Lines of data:
---------------
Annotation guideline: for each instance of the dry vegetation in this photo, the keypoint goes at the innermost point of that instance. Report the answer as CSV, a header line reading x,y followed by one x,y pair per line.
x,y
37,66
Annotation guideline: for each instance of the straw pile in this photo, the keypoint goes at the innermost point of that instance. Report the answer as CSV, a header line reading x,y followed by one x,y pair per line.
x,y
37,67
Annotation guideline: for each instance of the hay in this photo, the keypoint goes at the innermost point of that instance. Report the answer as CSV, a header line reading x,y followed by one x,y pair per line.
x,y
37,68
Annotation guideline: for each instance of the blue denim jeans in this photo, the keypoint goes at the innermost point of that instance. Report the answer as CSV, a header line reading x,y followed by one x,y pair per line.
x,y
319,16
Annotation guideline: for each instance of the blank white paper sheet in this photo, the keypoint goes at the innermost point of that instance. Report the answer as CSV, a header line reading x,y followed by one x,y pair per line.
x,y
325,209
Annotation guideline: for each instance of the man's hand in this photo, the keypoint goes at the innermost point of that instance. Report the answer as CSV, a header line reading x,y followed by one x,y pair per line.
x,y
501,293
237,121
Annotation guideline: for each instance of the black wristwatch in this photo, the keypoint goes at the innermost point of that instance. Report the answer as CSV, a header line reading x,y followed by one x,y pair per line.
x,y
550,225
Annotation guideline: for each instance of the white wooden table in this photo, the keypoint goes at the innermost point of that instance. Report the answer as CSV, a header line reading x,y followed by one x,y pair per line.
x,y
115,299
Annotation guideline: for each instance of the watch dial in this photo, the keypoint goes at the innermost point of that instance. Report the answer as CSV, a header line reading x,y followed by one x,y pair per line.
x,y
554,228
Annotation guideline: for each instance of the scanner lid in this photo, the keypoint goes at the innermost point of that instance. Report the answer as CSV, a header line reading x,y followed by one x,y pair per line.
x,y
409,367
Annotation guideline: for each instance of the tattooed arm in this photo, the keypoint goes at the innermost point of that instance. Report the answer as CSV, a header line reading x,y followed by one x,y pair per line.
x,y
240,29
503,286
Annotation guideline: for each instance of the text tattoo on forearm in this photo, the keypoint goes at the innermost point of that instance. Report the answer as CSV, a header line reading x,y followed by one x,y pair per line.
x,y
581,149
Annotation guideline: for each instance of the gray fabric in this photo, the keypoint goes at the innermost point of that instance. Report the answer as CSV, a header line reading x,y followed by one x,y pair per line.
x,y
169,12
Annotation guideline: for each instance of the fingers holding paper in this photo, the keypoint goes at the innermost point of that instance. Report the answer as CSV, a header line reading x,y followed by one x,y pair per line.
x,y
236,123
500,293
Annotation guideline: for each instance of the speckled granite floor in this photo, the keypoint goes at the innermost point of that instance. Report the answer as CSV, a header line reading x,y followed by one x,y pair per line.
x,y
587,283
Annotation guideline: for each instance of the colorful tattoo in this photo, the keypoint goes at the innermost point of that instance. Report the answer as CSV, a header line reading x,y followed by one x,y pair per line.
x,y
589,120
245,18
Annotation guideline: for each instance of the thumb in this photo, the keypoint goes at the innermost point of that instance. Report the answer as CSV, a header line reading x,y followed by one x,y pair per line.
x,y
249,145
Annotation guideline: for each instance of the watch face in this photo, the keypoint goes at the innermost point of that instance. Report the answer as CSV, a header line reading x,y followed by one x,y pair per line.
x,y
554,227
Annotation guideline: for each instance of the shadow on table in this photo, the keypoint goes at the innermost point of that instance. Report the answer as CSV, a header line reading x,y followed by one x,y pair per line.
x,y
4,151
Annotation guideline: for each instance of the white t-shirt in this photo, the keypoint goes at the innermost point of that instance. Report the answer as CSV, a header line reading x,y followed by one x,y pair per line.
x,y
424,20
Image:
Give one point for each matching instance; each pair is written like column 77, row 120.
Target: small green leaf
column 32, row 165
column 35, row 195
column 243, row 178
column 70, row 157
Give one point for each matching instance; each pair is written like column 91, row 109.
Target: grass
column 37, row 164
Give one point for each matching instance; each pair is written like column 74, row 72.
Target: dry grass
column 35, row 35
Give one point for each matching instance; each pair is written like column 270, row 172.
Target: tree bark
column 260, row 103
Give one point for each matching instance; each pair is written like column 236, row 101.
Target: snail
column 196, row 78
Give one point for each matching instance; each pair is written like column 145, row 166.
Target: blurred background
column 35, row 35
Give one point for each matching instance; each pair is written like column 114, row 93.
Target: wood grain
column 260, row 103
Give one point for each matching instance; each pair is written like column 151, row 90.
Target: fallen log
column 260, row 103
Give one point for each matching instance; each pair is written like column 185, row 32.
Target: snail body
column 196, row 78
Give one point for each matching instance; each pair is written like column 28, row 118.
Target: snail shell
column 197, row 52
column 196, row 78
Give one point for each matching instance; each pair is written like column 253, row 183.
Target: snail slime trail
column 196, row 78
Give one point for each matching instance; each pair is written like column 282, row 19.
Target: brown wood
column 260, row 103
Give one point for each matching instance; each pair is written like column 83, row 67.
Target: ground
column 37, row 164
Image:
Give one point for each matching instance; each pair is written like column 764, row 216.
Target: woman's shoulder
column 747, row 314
---------------
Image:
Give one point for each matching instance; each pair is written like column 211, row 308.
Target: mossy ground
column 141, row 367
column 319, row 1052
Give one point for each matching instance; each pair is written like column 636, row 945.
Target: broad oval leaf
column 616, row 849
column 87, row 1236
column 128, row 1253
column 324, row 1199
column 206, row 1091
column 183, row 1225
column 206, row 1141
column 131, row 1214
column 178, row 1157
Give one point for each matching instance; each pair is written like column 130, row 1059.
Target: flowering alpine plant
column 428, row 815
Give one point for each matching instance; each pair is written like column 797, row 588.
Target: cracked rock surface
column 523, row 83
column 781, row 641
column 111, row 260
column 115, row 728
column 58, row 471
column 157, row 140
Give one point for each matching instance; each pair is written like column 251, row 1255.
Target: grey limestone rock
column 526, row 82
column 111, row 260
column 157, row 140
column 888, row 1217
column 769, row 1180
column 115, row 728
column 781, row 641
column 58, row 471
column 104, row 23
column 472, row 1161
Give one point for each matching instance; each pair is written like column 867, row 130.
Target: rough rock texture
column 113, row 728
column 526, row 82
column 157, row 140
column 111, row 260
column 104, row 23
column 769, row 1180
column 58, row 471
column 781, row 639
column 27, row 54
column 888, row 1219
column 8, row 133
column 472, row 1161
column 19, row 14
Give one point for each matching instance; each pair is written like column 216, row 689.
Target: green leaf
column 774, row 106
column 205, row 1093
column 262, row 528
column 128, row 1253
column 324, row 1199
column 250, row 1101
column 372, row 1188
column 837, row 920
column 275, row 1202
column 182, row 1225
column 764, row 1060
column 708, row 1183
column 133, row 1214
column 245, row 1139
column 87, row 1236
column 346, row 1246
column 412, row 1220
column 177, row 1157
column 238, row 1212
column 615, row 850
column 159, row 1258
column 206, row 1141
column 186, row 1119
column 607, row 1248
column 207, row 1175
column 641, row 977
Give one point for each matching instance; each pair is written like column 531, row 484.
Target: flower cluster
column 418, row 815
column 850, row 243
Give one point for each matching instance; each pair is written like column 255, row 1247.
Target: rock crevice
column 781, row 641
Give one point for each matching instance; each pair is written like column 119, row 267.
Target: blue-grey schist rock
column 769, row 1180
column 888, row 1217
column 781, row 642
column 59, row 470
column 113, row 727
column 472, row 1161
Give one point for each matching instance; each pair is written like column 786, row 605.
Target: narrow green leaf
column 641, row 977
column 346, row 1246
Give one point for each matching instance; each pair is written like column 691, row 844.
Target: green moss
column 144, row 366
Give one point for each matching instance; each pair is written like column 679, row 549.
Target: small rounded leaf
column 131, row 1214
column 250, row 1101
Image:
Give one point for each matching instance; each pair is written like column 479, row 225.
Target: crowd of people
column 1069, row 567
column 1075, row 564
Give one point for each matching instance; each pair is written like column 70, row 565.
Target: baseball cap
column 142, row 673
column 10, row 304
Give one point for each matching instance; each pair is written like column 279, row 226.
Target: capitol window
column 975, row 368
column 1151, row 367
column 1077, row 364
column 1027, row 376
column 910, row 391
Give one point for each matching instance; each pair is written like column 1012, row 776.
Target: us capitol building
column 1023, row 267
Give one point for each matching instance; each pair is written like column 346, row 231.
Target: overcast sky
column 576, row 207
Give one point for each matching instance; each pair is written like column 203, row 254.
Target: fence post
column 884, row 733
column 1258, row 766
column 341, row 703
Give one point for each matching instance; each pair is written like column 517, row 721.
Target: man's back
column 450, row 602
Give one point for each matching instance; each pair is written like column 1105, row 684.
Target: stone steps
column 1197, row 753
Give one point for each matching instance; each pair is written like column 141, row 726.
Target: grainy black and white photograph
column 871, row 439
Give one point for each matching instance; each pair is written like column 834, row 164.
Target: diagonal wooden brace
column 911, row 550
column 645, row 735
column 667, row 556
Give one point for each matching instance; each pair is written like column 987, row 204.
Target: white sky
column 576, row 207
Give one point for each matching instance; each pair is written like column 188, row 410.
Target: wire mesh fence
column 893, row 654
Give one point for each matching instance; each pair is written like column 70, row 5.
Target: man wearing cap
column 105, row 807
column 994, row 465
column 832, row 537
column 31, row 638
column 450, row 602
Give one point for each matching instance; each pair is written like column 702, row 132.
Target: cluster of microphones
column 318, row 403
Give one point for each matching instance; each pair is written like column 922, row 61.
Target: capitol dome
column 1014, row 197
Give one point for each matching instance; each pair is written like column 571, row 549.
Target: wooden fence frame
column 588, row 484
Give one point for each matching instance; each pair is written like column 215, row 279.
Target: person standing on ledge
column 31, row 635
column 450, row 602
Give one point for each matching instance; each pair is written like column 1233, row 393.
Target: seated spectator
---------------
▸ What is asked: Output the lines starting at the one containing "531, row 484." and ending at the one containing "column 910, row 391" as a two-column CSV with the header text,points. Give each passage of wording with the points that follow it as one row, putting every field in quotation marks and replacing line breaks with spaces.

▸ Result of this exercise:
text,points
"Give one point for each matching instance; each pair is written like column 531, row 484. Target: flower cluster","column 418, row 815 column 850, row 243"
"Give one point for each matching instance; each pair is written like column 255, row 1247. Target: rock crevice","column 781, row 641"
"Give one point for each matching instance; each pair is written like column 119, row 267. Target: blue-grey schist rock","column 769, row 1180 column 888, row 1217 column 781, row 642 column 59, row 470 column 113, row 727 column 472, row 1161"
"Give one point for each matching instance; each pair is written like column 786, row 605. Target: narrow green leaf","column 641, row 977 column 346, row 1246"
"Give one point for each matching instance; each pair is written like column 691, row 844. Target: green moss","column 144, row 366"
"Give one point for each matching instance; each pair is written like column 679, row 549. Target: small rounded leaf","column 131, row 1214 column 250, row 1101"
"Image: Give one point for each matching instance; each pair is written like column 479, row 225. Target: crowd of people","column 1069, row 567 column 1075, row 564"
"Give one point for each matching instance; each pair is written like column 70, row 565. Target: baseball cap","column 142, row 673 column 10, row 304"
"Give one point for each matching instance; each pair is written like column 279, row 226. Target: capitol window","column 975, row 368 column 1151, row 367 column 1077, row 364 column 1027, row 376 column 910, row 391"